WORK INSTRUCTIONS — Output the line that contains "Every instance of the inscription" and every line after it to the end of the entries, with nothing added or left out.

------------------------------------

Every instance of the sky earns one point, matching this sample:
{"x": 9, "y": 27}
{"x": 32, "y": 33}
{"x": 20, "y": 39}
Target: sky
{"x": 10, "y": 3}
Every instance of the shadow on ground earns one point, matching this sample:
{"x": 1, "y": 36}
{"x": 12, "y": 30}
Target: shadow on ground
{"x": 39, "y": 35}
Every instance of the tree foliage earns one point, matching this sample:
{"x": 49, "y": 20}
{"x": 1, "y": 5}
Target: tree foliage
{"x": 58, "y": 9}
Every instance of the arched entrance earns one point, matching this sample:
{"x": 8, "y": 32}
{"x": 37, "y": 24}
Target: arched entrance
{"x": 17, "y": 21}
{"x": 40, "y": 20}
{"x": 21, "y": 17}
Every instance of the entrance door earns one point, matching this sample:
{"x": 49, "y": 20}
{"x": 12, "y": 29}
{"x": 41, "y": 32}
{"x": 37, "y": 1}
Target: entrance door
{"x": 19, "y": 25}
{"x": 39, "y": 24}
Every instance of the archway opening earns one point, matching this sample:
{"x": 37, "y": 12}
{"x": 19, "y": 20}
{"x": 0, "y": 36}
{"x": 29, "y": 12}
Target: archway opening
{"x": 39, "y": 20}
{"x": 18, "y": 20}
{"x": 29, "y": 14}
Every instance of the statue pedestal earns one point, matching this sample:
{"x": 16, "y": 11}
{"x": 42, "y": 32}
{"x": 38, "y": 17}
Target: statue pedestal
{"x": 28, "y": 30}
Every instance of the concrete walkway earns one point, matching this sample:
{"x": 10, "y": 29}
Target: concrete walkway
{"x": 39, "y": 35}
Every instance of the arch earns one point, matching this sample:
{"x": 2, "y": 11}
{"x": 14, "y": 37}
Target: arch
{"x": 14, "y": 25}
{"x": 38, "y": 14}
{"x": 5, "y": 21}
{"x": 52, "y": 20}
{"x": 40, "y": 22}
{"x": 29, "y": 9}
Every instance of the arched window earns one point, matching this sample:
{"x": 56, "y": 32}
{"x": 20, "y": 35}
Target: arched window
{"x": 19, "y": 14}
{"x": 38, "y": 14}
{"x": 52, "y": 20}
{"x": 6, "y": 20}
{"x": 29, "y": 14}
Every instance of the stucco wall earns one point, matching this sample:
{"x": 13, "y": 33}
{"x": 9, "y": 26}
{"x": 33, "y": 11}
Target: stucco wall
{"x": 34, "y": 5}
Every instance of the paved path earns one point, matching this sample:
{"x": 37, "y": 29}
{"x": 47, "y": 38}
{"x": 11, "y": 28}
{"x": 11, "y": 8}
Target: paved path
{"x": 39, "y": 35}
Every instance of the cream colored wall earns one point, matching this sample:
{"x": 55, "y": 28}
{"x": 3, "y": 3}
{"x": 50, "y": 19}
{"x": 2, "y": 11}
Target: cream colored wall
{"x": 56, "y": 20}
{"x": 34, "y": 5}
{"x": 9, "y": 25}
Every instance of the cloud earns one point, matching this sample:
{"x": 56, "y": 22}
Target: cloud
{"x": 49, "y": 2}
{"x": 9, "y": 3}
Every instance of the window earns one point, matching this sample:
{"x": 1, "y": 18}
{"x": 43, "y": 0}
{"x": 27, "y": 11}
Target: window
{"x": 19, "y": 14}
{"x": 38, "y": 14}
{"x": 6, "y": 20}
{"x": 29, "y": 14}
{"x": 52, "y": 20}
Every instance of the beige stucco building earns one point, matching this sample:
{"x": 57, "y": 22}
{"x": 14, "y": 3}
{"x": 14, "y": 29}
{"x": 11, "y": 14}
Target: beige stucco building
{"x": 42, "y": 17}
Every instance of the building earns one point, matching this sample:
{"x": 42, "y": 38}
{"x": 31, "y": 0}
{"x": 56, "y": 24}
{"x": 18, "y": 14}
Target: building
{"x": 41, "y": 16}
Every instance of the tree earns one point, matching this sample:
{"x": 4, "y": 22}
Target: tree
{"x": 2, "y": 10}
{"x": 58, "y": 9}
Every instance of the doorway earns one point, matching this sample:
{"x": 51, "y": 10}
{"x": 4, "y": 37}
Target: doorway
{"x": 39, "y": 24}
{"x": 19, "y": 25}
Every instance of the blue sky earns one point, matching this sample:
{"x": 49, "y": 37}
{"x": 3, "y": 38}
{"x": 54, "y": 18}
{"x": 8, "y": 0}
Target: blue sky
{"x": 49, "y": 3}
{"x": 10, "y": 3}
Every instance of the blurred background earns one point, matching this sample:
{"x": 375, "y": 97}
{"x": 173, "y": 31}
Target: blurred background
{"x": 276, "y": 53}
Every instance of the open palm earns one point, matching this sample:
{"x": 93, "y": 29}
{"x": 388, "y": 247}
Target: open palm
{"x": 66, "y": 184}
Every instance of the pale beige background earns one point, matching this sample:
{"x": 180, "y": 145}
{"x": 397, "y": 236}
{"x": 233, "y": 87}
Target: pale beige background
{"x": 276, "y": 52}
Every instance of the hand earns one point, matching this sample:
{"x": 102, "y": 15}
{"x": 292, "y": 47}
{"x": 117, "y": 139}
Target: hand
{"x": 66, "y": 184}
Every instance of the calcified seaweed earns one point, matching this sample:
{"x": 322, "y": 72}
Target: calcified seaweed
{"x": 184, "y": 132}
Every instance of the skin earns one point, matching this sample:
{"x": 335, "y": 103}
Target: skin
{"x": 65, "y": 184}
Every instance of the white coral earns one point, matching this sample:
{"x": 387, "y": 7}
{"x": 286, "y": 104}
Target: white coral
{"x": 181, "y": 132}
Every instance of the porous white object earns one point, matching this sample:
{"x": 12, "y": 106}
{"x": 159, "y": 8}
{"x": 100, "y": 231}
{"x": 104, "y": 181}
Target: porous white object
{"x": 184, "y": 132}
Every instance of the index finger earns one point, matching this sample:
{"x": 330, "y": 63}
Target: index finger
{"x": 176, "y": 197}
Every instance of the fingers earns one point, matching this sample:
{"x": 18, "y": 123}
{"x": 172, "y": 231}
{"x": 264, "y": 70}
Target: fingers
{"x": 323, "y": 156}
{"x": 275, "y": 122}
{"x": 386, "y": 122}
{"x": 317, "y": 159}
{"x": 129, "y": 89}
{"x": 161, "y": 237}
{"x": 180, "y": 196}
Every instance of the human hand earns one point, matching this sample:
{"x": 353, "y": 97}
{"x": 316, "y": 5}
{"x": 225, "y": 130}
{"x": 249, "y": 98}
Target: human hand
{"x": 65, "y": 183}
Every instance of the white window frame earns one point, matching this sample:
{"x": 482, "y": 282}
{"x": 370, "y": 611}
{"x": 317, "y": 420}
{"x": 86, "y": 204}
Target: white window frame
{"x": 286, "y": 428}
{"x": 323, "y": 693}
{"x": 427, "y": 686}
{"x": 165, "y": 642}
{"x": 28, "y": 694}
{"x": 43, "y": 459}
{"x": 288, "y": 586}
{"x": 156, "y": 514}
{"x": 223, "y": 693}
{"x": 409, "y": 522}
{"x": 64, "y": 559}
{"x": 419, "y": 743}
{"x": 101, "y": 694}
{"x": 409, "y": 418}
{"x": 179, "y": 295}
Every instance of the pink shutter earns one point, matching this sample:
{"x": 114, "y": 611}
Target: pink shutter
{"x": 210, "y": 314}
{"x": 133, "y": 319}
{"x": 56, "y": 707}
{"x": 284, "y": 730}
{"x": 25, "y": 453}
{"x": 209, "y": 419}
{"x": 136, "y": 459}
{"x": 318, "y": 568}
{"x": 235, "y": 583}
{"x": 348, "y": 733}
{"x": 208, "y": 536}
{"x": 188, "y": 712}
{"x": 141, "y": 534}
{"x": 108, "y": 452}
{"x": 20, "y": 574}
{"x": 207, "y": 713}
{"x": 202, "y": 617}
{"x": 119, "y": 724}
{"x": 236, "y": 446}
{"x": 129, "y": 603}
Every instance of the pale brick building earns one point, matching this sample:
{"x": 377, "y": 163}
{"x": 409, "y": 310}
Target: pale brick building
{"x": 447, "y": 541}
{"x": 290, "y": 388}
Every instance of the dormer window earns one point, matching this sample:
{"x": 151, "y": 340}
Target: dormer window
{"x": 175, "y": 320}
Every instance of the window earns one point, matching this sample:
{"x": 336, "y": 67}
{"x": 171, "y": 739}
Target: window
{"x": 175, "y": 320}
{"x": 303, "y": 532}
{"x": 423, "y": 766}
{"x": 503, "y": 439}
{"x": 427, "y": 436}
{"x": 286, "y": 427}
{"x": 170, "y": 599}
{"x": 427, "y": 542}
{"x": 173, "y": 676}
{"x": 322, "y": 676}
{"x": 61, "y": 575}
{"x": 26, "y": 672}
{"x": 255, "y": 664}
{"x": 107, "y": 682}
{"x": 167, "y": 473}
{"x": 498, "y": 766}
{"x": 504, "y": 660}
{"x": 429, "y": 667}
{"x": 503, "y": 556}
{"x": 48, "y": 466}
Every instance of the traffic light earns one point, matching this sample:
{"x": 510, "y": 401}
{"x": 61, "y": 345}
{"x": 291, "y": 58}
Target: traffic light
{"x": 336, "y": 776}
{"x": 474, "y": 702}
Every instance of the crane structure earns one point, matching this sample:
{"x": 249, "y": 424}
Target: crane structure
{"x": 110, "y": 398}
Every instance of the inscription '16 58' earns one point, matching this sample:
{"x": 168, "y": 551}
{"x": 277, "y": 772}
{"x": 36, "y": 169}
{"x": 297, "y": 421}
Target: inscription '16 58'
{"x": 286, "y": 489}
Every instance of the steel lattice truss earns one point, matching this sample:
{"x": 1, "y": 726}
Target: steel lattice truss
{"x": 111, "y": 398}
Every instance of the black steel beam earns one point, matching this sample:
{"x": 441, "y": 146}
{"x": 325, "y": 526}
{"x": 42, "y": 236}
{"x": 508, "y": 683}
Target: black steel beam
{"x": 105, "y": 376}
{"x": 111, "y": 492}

------------------------------------

TASK RESPONSE —
Every instance of the inscription '16 58' earns one point, matching this sample:
{"x": 168, "y": 551}
{"x": 277, "y": 772}
{"x": 36, "y": 169}
{"x": 297, "y": 421}
Target: inscription '16 58'
{"x": 286, "y": 489}
Every instance of the steel lattice truss earns one point, matching this sample:
{"x": 1, "y": 726}
Target: steel lattice truss
{"x": 111, "y": 398}
Every instance of the black steel beam earns one point, matching this sample:
{"x": 441, "y": 146}
{"x": 325, "y": 526}
{"x": 42, "y": 236}
{"x": 508, "y": 683}
Target: black steel beam
{"x": 105, "y": 376}
{"x": 111, "y": 492}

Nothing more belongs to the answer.